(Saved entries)
#####

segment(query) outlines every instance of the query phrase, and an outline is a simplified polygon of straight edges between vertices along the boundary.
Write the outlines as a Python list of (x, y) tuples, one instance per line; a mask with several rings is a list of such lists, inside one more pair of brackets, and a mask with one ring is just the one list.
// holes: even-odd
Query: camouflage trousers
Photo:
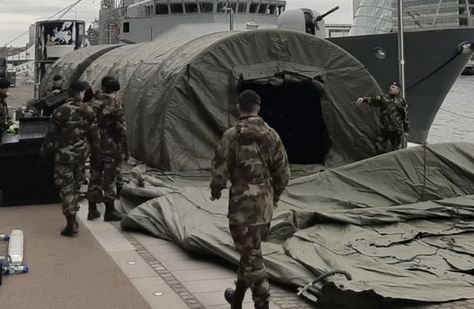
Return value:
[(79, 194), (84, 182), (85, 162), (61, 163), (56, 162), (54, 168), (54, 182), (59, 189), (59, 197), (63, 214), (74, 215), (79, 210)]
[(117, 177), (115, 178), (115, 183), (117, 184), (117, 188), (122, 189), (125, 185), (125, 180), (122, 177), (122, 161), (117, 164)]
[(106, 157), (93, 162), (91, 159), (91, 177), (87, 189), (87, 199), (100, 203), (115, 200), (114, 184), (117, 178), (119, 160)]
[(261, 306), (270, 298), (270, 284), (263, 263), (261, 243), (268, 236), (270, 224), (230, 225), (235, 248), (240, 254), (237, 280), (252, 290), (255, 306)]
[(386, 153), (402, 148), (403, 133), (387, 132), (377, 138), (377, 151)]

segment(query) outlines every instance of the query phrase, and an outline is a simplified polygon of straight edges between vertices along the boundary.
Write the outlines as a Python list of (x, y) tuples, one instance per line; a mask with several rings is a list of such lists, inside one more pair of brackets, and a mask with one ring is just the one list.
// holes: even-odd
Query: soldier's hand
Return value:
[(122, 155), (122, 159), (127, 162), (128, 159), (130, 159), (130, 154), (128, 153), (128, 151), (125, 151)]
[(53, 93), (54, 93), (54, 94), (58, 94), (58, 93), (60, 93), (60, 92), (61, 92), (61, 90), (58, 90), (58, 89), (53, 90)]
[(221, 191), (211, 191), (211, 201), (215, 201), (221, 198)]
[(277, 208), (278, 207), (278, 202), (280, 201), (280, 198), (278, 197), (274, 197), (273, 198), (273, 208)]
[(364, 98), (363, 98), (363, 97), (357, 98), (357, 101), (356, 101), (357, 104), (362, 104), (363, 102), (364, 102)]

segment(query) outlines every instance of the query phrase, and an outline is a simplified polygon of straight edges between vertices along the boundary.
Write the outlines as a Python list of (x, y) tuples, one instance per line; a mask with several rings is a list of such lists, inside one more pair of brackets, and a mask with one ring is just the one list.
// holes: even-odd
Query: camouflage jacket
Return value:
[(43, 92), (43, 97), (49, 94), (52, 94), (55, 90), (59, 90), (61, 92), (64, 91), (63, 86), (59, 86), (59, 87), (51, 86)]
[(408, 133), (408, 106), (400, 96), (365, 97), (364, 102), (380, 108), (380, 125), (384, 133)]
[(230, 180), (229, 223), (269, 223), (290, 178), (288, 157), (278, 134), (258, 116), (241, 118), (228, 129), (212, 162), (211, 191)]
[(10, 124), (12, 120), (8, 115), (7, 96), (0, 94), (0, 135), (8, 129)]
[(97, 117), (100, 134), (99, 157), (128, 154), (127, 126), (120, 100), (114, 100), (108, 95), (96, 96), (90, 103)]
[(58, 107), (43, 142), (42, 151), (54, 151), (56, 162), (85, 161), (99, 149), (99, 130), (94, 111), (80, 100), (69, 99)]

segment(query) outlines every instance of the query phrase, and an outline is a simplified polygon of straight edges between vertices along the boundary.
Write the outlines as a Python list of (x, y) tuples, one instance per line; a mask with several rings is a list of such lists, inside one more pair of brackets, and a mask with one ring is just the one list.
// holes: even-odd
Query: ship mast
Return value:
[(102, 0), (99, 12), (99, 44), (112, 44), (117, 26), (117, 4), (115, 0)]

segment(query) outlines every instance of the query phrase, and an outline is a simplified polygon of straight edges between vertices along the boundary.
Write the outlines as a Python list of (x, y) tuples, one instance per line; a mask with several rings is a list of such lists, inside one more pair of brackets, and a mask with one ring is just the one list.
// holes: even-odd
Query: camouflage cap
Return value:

#####

• BRIEF
Make a verbatim copy of all the entries and strip out the pictures.

• RESPONSE BOX
segment(query) outlines every instance of the query phrase, and an outline is a simplified polygon of straight edges between vertices along the boundary.
Write the outlines as a Python list of (x, y) tuples, one instance per line; a mask with several rings is a list of such lists, inside one more pair of brackets, and a mask with one ring is just the one list.
// holes: even-odd
Query: camouflage trousers
Photo:
Return value:
[(79, 194), (84, 182), (85, 162), (61, 163), (56, 162), (54, 168), (54, 182), (59, 189), (59, 197), (63, 214), (74, 215), (79, 210)]
[(117, 177), (115, 178), (115, 183), (117, 184), (117, 188), (122, 189), (125, 185), (125, 180), (122, 177), (122, 161), (117, 164)]
[(106, 157), (93, 162), (91, 159), (91, 177), (87, 189), (87, 199), (100, 203), (115, 200), (114, 184), (117, 178), (119, 160)]
[(261, 306), (270, 298), (270, 284), (263, 263), (261, 243), (268, 236), (270, 224), (230, 225), (235, 248), (240, 254), (237, 280), (252, 290), (255, 306)]
[(386, 153), (402, 148), (403, 133), (387, 132), (377, 138), (377, 151)]

segment(query) outlines every instance of the query phrase, and an outline is a simplified polygon of straight edges between vertices along the boundary.
Write the outlines as a Python list of (x, y) tuples, one instance per line; a mask with several rings is a list of such lists, inside one more pair of brackets, and a mask with one ring is just the one list.
// holes: even-odd
Query: soldier's hand
Return value:
[(122, 155), (122, 159), (127, 162), (128, 159), (130, 159), (130, 154), (128, 153), (128, 151), (125, 151)]
[(53, 93), (54, 93), (54, 94), (58, 94), (58, 93), (60, 93), (60, 92), (61, 92), (61, 90), (58, 90), (58, 89), (53, 90)]
[(221, 191), (211, 191), (211, 201), (215, 201), (221, 198)]
[(277, 208), (278, 207), (278, 202), (280, 201), (280, 198), (278, 197), (274, 197), (273, 198), (273, 208)]
[(364, 98), (363, 98), (363, 97), (357, 98), (357, 101), (356, 101), (357, 104), (362, 104), (363, 102), (364, 102)]

segment(query) outlines every instance of the query phrase, and an outline is a simplified polygon of straight edges between vertices along the boundary.
Write the outlines as a Python list of (x, y) tuples, one instance per line; a mask with several rings is a list of such lists, inside one more pair of brackets, and a mask with one ring is just the one list.
// holes: even-odd
Query: camouflage jacket
Return value:
[(43, 92), (43, 97), (49, 94), (52, 94), (55, 90), (59, 90), (61, 92), (64, 91), (63, 86), (59, 86), (59, 87), (51, 86)]
[(408, 133), (408, 106), (400, 96), (365, 97), (364, 102), (380, 108), (380, 125), (384, 133)]
[(230, 180), (229, 223), (269, 223), (290, 178), (288, 157), (278, 134), (258, 116), (241, 118), (228, 129), (212, 162), (211, 191)]
[(10, 124), (12, 120), (8, 115), (7, 96), (0, 94), (0, 135), (8, 129)]
[(97, 117), (100, 134), (99, 157), (128, 154), (127, 126), (120, 100), (114, 100), (108, 95), (96, 96), (90, 103)]
[(58, 107), (43, 142), (42, 151), (54, 151), (56, 162), (85, 161), (99, 149), (99, 130), (94, 111), (80, 100), (69, 99)]

segment(query) outlines every instance of the query phrase, and an outline is a simplified polygon of straight edges between vertices along the boundary.
Write the outlines as a Python list of (x, y) tuples, one instance per line; a mask with several rings is a list of such lists, inside one more pair of brackets, and a mask with one ring is just the one list.
// holes: even-odd
Query: ship mast
Return value:
[(102, 0), (99, 12), (99, 44), (112, 44), (117, 26), (117, 4), (115, 0)]

segment(query) outlines every instance of the query phrase, and an outline is a simplified polygon of straight edges between vertices along the boundary.
Write the outlines as a Python list of (x, y) tuples, one instance per line; a mask with several rings is a list of such lists, inside one more pair of brackets, and a mask with one ring is just the one list.
// holes: even-odd
Query: camouflage cap
Return value:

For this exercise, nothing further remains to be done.